[Pointing dataset excerpts]
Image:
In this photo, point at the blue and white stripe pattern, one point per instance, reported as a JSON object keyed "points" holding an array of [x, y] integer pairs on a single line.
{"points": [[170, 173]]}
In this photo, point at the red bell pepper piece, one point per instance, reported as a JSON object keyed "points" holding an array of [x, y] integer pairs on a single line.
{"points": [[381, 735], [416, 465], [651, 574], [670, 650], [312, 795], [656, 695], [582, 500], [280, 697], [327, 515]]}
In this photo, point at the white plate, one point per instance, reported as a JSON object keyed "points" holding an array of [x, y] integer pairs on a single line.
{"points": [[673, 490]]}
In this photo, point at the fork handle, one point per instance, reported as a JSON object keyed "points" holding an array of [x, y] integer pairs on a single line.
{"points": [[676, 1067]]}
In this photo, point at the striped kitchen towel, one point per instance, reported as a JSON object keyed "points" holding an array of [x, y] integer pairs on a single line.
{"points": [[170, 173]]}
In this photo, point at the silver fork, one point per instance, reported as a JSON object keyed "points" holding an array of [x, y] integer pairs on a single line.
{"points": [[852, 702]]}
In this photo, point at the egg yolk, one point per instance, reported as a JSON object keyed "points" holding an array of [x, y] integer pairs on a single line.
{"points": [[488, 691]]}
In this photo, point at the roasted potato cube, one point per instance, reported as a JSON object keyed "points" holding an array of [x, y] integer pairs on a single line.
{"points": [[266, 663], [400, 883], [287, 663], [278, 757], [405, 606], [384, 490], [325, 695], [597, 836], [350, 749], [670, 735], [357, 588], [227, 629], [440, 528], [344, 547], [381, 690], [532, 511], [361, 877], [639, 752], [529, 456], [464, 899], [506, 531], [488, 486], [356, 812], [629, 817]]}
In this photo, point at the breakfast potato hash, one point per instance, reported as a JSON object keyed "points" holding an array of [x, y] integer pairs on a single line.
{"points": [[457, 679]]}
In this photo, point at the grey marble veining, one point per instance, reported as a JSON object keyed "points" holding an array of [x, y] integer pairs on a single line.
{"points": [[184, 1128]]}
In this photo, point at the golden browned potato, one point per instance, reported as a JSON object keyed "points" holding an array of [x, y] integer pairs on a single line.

REQUIRED WORK: Repeat the lines above exactly.

RESPONSE:
Image:
In this photo, point at the blue and white stripe pattern, one point per instance, reported as a JSON object keyed "points" holding an array of [x, y] integer pairs on a single line.
{"points": [[170, 173]]}
In this photo, point at the red bell pepper piece, one point per instance, reported as a JSON object keyed "points" holding an array of [x, y] integer pairs on a single line.
{"points": [[381, 735], [416, 465], [651, 574], [670, 650], [312, 795], [656, 695], [582, 500], [280, 697], [327, 515]]}
In this photo, point at the white plate, one point per instance, reported as a JSON object keyed "points" holding an array of [x, y] integer pairs on a single line.
{"points": [[673, 490]]}
In this photo, point at the fork handle, one point per instance, reported as a JSON object keyed "points" holding an array of [x, y] integer pairs on a single line.
{"points": [[676, 1067]]}
In this photo, point at the striped kitchen towel, one point per instance, reported as a JSON object keyed "points" holding an array of [x, y] integer pairs on a single line.
{"points": [[170, 173]]}
In this photo, point at the silver fork, one point per instance, reported as a JSON object keyed "points" holding an array of [x, y] integer pairs on a single line.
{"points": [[852, 702]]}
In this photo, point at the egg yolk, one point per instance, reported as a JSON object keyed "points" holding an array of [x, y] integer pairs on a single line.
{"points": [[488, 691]]}
In this photo, point at the roasted potato cube, one point per instance, reported as a JSON object keyed "points" holding an array of [x, y] integer pairs on a single line.
{"points": [[266, 663], [400, 883], [287, 663], [278, 757], [405, 606], [384, 490], [325, 695], [597, 836], [350, 749], [670, 735], [357, 588], [227, 629], [440, 528], [344, 547], [381, 690], [532, 511], [361, 877], [639, 752], [529, 456], [464, 899], [506, 531], [488, 486], [356, 812], [629, 817]]}
In this photo, point at the breakfast potato hash, one point per instance, reported as a JSON object keyed "points" holding an array of [x, y] integer pairs on a single line.
{"points": [[457, 679]]}
In this photo, point at the grey marble veining, one point per instance, reported as a JSON object keyed "points" holding an array of [x, y] integer pairs on a single line.
{"points": [[184, 1128]]}
In this photo, point at the golden browned potato, one point per instance, reported as a JSON object keyed "points" holding an array of [x, y] integer pairs on a single line.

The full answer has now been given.